* Görev listesi:
**1.** Hikayeler üzerine yazıdan, "Ne ekmek ne" sözlerinin geçtiği yerden başlayıp "oluştuğunu söylemem lazım." sözlerinden sonra durarak o bölümü harfi harfine çıkarır mısınız?
**2.** Hikayeler üzerine yazının devamını, son cümlesinden sonrasını getirerek yazar mısınız?

14-04-2024
İsmet Berkan

Endişelenmene gerek yok Serdar’cım, dünya nereye değişirse değişsin sen ayakta kalırsın

Endişelenmene gerek yok Serdar’cım, dünya nereye değişirse değişsin sen ayakta kalırsın

Bu dünyada insanların en çok tükettiği şey ne, biliyor musunuz?

Ne ekmek ne petrol ne de başka bir şey. Biz insanların en fazla tükettiğimiz şey hikaye.

Evet, yanlış okumadınız, hikaye.

Bu yazıyı okurken de bir hikaye tüketiyorsunuz. Biz birbirine hikayeler anlatan, varoluşunu anlattığı ve dinlediği hikayelere borçlu bir canlı türüyüz.

Dünya ve insanlık hangi değişimleri geçiriyor olursa olsun, vazgeçmediğimiz en büyük yaşama alışkanlığımız bu: Birbirimize hikayeler anlatmak, başkalarının anlattığı hikayeleri dinlemek…

Bütün insan bilgisinin de, kültürünün de bu hikayelerden oluştuğunu söylemem lazım.

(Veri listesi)
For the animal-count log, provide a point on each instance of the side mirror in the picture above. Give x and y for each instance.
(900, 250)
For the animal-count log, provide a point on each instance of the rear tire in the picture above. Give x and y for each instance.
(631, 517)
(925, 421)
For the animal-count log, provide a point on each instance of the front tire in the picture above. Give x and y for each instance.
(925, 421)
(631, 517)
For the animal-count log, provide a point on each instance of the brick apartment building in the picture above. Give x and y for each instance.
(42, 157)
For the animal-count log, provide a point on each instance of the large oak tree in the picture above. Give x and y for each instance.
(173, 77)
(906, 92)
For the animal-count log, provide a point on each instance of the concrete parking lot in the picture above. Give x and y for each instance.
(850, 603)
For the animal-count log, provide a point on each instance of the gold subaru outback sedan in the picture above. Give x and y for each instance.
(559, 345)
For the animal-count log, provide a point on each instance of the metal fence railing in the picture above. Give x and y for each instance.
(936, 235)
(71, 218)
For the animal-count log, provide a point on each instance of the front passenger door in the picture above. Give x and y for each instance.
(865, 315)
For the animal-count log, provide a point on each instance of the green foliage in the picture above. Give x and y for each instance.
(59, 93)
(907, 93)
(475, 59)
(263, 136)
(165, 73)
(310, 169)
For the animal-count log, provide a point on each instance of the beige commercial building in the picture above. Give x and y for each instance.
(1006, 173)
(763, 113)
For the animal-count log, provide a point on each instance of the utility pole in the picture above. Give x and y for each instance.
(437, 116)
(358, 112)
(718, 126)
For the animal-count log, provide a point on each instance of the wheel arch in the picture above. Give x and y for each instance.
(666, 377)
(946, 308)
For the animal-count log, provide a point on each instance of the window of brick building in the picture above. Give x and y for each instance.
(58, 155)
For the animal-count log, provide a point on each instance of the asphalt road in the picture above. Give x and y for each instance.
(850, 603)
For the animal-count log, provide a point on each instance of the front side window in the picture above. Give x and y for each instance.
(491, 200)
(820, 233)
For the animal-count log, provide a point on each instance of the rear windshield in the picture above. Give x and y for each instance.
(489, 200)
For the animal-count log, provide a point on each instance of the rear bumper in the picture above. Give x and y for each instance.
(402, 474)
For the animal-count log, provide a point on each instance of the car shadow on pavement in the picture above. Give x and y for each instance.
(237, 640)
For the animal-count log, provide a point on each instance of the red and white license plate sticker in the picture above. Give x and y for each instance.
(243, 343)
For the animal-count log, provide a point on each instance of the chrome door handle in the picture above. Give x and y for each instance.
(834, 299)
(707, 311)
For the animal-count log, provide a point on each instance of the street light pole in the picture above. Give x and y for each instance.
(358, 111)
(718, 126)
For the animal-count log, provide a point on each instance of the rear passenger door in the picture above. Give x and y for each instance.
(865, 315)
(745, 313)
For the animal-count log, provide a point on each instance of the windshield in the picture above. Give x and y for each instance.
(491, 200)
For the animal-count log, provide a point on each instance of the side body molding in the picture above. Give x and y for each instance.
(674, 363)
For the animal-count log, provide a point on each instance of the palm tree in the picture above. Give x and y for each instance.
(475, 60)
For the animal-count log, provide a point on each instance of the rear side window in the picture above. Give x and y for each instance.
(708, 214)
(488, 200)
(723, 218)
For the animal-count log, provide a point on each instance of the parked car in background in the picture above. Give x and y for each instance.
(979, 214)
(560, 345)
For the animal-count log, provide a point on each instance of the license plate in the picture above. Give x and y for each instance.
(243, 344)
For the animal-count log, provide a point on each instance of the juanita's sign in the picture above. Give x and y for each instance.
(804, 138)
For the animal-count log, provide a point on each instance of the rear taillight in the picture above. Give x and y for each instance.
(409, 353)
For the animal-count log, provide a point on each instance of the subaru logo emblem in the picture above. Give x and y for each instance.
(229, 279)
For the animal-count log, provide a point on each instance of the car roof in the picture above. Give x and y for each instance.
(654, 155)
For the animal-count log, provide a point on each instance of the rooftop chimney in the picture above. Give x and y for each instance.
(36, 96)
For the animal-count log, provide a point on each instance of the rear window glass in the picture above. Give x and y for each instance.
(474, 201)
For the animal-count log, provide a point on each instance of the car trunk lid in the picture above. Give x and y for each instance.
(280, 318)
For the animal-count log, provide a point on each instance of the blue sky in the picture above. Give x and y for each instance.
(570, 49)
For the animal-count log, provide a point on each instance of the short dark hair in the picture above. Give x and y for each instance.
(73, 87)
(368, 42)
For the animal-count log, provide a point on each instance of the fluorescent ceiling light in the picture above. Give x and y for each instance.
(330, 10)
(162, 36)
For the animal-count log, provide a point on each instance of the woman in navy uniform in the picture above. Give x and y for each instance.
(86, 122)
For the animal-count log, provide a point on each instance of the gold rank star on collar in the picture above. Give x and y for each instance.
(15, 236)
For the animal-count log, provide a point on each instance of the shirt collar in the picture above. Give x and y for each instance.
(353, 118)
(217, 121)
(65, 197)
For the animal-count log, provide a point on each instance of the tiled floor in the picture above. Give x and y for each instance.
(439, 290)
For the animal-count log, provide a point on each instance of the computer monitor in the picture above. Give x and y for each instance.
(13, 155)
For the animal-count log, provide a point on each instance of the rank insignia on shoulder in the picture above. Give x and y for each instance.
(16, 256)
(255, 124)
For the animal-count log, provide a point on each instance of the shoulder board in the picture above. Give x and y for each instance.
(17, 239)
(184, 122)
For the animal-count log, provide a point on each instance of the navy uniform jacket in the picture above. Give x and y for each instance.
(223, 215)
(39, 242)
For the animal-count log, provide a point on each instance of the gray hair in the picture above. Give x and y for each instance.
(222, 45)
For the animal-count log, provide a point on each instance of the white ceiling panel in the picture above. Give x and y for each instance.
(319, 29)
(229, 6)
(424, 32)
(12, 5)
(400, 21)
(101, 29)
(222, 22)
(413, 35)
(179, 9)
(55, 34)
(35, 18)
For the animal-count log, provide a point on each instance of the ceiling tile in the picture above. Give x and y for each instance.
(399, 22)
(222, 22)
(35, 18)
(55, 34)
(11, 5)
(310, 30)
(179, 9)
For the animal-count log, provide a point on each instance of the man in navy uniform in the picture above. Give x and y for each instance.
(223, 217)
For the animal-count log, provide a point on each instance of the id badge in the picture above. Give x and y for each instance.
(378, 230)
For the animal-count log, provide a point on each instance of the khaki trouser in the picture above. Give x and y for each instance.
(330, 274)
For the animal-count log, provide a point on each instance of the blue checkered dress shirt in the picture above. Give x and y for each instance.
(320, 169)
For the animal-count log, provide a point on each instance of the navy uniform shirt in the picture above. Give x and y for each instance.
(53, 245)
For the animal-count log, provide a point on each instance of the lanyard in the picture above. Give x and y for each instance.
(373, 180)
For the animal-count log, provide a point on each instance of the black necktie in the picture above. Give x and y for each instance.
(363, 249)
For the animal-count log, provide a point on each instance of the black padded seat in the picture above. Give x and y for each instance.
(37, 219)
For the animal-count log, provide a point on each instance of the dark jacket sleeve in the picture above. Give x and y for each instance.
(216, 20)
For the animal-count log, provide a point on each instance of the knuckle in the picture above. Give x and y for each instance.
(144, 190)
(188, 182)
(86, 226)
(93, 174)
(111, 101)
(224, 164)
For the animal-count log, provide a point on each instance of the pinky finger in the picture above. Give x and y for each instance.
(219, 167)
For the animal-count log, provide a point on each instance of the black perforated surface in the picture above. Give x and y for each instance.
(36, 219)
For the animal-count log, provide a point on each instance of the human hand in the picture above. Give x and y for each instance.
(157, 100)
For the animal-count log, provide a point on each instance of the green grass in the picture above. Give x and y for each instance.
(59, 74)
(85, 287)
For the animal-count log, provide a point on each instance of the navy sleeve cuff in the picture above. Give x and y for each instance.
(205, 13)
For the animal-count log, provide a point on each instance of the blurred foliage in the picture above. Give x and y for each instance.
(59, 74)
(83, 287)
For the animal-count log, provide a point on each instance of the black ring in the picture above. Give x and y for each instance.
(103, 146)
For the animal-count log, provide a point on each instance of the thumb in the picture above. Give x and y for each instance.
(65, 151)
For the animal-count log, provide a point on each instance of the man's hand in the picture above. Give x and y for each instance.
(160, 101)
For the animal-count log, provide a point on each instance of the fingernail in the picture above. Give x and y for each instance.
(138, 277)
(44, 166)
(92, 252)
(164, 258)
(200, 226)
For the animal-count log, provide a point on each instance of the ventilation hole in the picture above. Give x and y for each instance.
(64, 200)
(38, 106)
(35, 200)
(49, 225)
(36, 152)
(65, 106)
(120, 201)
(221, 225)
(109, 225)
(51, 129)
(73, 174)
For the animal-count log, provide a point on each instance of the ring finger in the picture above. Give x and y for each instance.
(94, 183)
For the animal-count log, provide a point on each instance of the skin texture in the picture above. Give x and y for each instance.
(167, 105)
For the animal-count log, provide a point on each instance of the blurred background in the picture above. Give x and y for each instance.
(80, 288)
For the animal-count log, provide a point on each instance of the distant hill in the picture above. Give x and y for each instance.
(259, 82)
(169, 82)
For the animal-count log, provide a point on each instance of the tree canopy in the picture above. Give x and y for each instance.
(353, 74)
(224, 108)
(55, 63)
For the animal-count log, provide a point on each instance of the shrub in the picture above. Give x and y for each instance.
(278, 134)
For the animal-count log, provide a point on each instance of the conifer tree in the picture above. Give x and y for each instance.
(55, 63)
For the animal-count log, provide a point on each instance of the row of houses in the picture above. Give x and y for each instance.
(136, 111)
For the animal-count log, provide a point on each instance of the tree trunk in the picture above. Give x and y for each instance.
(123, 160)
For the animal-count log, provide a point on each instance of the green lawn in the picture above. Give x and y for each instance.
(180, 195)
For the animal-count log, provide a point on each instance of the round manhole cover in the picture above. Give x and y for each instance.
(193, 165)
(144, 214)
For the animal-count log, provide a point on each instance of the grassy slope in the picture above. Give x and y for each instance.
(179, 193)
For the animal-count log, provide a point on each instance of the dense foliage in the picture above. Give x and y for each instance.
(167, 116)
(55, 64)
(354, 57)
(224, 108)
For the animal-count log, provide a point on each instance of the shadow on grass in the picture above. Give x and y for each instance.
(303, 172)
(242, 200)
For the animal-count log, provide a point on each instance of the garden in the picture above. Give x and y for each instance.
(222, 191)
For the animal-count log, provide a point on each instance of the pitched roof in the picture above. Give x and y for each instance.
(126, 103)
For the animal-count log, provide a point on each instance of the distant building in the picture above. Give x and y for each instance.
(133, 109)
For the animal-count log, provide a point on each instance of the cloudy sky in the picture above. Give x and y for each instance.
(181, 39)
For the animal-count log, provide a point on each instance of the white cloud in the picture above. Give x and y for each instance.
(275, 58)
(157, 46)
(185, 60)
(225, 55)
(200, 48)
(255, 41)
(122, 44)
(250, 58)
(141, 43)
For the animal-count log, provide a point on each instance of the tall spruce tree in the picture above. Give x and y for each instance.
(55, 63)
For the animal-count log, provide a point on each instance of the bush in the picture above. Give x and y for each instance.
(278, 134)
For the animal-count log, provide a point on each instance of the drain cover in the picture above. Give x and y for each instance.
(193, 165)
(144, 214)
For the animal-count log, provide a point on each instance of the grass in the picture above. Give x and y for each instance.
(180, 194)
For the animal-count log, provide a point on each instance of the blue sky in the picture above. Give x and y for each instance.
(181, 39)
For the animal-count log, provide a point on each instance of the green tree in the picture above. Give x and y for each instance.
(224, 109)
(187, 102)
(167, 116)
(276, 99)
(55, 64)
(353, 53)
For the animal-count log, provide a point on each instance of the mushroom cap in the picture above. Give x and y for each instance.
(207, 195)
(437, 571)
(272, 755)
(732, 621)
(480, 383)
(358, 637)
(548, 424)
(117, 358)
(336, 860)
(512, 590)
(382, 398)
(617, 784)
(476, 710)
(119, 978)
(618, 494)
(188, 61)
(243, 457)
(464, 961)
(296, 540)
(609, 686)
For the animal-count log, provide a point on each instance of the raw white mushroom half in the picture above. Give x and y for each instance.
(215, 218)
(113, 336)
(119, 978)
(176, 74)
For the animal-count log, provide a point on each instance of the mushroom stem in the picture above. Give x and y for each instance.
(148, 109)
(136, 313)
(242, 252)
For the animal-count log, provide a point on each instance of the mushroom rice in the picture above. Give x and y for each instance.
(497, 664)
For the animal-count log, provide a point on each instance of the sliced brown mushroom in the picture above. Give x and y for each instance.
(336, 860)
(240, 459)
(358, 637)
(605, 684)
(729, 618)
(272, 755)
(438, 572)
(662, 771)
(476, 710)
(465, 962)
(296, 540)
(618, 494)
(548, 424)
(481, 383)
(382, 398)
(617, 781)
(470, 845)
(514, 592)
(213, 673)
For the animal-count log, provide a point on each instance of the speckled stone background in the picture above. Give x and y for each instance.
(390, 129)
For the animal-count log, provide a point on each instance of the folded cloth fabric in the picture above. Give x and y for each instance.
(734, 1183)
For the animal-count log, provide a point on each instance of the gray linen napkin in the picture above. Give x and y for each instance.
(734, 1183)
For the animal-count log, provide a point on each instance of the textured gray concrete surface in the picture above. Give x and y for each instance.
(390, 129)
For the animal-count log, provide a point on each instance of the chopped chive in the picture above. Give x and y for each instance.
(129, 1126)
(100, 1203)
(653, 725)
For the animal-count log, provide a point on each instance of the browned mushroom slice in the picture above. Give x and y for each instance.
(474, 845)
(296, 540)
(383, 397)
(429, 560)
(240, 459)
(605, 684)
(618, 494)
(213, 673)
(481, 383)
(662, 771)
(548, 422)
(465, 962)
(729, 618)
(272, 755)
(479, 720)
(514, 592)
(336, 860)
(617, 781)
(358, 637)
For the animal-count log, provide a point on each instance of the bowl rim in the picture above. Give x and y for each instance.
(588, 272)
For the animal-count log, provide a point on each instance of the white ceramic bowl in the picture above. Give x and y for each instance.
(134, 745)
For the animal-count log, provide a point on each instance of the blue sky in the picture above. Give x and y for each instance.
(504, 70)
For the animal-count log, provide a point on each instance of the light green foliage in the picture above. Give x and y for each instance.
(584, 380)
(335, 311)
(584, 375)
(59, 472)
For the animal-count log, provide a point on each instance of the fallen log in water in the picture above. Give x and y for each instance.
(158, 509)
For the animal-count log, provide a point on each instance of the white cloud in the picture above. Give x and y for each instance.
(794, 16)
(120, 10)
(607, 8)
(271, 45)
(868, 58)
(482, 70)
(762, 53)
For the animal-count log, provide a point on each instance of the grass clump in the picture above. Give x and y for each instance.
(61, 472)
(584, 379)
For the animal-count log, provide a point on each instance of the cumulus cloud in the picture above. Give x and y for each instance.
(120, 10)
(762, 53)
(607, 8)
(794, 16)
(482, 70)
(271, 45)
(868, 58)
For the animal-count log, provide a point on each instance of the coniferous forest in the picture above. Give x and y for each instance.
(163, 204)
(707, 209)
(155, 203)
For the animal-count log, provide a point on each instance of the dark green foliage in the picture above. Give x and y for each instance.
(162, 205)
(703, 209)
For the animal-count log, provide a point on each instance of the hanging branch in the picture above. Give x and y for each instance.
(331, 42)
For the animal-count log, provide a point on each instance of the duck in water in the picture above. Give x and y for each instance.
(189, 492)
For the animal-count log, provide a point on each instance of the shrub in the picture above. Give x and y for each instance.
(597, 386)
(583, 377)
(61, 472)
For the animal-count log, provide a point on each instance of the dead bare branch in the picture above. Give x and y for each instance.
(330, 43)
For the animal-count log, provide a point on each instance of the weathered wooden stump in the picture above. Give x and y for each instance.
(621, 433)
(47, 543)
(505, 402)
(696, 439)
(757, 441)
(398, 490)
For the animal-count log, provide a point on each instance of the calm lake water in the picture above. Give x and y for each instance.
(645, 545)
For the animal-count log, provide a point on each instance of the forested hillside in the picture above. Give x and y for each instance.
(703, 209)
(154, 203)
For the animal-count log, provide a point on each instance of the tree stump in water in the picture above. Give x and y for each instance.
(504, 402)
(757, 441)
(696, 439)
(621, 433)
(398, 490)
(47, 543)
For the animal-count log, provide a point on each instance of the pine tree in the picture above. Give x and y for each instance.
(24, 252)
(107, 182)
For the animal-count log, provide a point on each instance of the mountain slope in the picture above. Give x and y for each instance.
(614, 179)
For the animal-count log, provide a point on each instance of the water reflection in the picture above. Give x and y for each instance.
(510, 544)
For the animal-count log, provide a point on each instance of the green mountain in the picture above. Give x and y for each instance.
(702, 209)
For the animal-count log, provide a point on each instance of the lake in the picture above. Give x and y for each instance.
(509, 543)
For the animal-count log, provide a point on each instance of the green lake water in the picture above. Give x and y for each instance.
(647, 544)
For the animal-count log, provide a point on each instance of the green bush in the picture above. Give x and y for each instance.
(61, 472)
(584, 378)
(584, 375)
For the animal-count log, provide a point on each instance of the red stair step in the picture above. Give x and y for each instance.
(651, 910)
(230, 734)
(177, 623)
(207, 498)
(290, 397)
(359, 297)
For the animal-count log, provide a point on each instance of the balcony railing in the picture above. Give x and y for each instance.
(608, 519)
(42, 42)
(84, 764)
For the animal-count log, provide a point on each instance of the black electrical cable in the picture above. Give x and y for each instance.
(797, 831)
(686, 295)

* Görev sonuçları:
**1.**
Ne ekmek ne petrol ne de başka bir şey. Biz insanların en fazla tükettiğimiz şey hikaye.

Evet, yanlış okumadınız, hikaye.

Bu yazıyı okurken de bir hikaye tüketiyorsunuz. Biz birbirine hikayeler anlatan, varoluşunu anlattığı ve dinlediği hikayelere borçlu bir canlı türüyüz.

Dünya ve insanlık hangi değişimleri geçiriyor olursa olsun, vazgeçmediğimiz en büyük yaşama alışkanlığımız bu: Birbirimize hikayeler anlatmak, başkalarının anlattığı hikayeleri dinlemek…

Bütün insan bilgisinin de, kültürünün de bu hikayelerden oluştuğunu söylemem lazım.

**2.**
Sağolsun, Serdar Turgut’un bana minik bir laf atmasını bahane ederek ve onun sayesinde bu köşede dört gündür geleceğin dünyasını, Bilgi Çağı Devrimi’ni anlatıyorum.

Bu yazıların ikisinde Serdar Turgut’un teknoloji endişesinden söz ettim; birinde Serdar’ın teknolojiye tepkiyle 19. yüzyılda yaşamak isteyen bir nostaljik olduğunu söyledim; diğerinde geleceğin dünyasında Serdar Turgut gibi mutsuzların artacağını anlattım. Bugün bu son yazıda Serdar Turgut’un yüreğine su serpmek istiyorum.

Biliyorsunuz, Serdar’ı bana laf attığı o yazıyı yazmaya iten şey yapay zeka konuşma robotlarıydı.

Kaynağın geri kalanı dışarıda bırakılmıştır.